Task data: Begin

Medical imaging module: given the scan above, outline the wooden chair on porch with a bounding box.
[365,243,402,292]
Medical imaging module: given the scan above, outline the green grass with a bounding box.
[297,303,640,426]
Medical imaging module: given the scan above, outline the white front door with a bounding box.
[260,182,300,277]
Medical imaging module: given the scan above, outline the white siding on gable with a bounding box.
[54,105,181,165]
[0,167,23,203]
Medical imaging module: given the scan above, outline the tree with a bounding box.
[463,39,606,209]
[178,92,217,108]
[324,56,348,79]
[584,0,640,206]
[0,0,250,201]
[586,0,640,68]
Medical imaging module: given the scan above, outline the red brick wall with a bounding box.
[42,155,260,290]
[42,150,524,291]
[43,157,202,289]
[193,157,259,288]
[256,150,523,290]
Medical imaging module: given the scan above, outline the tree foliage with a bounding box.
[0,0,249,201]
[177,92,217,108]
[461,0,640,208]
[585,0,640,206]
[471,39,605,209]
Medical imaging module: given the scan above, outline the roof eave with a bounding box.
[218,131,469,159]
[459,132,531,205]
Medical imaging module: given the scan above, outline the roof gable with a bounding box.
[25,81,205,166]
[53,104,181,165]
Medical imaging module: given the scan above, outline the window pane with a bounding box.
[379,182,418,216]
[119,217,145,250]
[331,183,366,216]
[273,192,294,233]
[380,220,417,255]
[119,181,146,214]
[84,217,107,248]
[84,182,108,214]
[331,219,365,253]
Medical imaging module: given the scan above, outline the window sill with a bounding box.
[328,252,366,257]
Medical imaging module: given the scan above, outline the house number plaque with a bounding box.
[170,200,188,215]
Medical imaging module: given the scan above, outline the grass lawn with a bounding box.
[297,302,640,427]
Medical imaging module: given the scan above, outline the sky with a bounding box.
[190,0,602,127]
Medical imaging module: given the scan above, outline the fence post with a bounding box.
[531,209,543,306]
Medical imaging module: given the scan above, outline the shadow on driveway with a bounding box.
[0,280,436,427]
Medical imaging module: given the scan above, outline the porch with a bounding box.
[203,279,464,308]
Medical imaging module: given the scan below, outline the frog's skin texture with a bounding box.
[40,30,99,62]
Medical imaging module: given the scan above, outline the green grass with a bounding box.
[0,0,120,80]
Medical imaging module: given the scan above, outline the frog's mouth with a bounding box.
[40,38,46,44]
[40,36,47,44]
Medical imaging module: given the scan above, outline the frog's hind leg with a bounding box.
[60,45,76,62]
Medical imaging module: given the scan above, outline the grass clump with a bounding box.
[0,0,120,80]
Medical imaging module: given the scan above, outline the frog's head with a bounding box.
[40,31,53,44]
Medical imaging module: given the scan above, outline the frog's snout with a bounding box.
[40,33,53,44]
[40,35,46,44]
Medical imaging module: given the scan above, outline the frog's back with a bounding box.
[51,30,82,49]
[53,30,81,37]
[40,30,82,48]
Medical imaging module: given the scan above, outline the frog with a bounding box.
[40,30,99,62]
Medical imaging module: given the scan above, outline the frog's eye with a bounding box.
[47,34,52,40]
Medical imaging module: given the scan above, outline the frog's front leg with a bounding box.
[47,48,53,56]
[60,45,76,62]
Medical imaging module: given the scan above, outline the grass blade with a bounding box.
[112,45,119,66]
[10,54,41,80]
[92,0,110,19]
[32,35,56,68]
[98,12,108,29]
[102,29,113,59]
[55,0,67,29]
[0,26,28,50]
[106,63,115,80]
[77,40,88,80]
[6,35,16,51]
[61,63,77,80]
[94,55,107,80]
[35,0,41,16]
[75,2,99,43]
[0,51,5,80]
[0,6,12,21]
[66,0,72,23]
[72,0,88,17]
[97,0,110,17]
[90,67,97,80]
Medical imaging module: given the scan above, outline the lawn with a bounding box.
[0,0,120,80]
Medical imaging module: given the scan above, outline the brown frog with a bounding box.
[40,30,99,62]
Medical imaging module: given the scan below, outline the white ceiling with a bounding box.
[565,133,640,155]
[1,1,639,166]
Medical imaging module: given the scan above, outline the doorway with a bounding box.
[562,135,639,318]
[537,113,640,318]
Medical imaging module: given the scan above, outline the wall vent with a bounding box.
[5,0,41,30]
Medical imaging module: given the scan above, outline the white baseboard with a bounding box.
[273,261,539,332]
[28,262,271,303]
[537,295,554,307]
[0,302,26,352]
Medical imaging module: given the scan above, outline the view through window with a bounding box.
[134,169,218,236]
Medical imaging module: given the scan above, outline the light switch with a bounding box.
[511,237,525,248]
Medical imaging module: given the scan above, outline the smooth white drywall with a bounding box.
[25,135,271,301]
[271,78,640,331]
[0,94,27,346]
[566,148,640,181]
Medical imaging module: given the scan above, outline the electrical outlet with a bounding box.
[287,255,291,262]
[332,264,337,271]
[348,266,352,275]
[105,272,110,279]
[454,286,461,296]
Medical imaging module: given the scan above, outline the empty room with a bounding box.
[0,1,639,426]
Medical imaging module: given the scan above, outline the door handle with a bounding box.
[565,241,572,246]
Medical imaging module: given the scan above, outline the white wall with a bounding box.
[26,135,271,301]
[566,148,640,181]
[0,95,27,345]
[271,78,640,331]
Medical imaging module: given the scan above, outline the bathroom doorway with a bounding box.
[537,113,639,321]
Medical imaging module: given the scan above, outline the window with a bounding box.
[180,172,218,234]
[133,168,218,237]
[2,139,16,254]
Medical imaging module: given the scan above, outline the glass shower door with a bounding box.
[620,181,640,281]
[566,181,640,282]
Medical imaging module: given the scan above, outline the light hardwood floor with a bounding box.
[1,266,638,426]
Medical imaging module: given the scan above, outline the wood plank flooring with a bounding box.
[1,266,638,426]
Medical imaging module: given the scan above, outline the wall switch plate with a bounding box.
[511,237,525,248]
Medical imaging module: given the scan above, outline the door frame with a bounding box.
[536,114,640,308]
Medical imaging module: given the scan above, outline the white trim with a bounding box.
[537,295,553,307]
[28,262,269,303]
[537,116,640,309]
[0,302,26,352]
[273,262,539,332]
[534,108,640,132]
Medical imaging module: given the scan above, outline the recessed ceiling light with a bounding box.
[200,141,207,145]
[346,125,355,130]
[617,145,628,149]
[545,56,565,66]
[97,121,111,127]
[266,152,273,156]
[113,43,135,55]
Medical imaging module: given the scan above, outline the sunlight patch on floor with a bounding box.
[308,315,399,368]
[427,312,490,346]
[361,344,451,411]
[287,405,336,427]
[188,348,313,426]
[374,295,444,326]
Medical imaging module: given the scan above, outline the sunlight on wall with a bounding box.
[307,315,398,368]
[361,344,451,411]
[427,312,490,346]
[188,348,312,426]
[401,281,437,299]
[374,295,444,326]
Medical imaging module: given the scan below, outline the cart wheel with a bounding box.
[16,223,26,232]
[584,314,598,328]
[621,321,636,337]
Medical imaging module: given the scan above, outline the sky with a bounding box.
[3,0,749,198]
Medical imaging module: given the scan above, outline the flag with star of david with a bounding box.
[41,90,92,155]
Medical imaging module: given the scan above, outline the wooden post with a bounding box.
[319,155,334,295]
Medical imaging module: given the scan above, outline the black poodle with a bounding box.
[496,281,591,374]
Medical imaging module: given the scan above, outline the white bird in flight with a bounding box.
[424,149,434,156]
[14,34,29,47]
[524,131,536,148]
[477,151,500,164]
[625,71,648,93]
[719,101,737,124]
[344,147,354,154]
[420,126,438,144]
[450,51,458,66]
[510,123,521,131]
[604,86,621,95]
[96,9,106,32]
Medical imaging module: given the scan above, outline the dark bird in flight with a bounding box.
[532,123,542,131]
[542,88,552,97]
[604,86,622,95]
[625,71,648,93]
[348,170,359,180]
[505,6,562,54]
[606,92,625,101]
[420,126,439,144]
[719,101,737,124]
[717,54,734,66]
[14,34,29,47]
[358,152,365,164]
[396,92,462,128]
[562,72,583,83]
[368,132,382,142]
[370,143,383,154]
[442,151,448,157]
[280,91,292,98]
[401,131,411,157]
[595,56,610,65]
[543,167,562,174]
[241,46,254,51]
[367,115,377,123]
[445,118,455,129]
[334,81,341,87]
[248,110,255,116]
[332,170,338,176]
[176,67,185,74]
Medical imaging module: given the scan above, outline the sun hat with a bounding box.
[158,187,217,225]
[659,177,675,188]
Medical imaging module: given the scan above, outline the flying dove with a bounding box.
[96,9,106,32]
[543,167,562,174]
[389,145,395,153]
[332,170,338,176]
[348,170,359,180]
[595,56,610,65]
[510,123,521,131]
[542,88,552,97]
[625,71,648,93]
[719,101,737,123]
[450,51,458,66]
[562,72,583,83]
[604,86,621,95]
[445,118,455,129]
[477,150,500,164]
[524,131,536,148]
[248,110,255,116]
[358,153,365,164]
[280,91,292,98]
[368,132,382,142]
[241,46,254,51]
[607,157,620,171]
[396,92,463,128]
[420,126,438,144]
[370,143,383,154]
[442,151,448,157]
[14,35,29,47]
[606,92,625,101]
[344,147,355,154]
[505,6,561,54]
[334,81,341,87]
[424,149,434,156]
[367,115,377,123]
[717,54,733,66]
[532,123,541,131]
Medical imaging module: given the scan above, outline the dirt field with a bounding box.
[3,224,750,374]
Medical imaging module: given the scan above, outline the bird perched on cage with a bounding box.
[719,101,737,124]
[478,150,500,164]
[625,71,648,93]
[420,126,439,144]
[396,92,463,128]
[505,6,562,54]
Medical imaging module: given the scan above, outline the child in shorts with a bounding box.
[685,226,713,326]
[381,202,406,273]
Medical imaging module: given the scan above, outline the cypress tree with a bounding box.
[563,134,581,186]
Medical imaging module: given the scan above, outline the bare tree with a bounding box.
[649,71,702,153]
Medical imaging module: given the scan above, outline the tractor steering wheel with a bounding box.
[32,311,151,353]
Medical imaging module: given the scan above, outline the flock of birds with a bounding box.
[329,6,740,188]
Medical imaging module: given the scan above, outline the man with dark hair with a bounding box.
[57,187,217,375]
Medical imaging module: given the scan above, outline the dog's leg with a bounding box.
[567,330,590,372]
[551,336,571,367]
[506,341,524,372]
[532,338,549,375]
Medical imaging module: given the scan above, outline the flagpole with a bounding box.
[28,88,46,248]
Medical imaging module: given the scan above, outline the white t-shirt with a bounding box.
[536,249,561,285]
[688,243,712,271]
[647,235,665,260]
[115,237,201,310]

Task data: End

Work to complete: An exact copy of the lines from the one with "Medical imaging module: given the scan above, outline the bird" to the final line of the entries is all that the answer should hold.

Exercise result:
Medical imaging module: given the scan above, outline the bird perched on cage with a bounding box.
[719,101,737,124]
[478,150,500,164]
[625,71,648,93]
[420,126,439,144]
[396,92,463,128]
[505,6,562,54]
Medical imaging module: given the scan above, outline the child in shorts with a bounding box.
[685,226,713,326]
[381,202,406,273]
Medical imaging module: given the scan above, outline the cypress tree with a bounding box.
[563,134,581,186]
Medical imaging module: given the scan above, outline the bare tree with a bounding box.
[649,71,702,153]
Medical imaging module: given the scan above, outline the tractor steering wheel with a bounding box.
[32,311,151,353]
Medical imaging module: given the scan above, outline the flock of birds with a bounding box.
[329,6,740,188]
Medical imaging module: given the scan above, outline the man with dark hair with a bounding box.
[57,187,217,375]
Medical imaging module: given the scan above, outline the dog's leg with a bounding box.
[567,330,590,372]
[551,336,571,367]
[506,341,524,372]
[532,338,549,375]
Medical imaging module: given the scan above, outline the flagpole with a bounding box.
[28,88,46,248]
Medical imaging module: given the scan above, outline the white t-shirt with a bounding box.
[536,249,561,285]
[688,243,712,271]
[647,235,665,260]
[115,237,201,310]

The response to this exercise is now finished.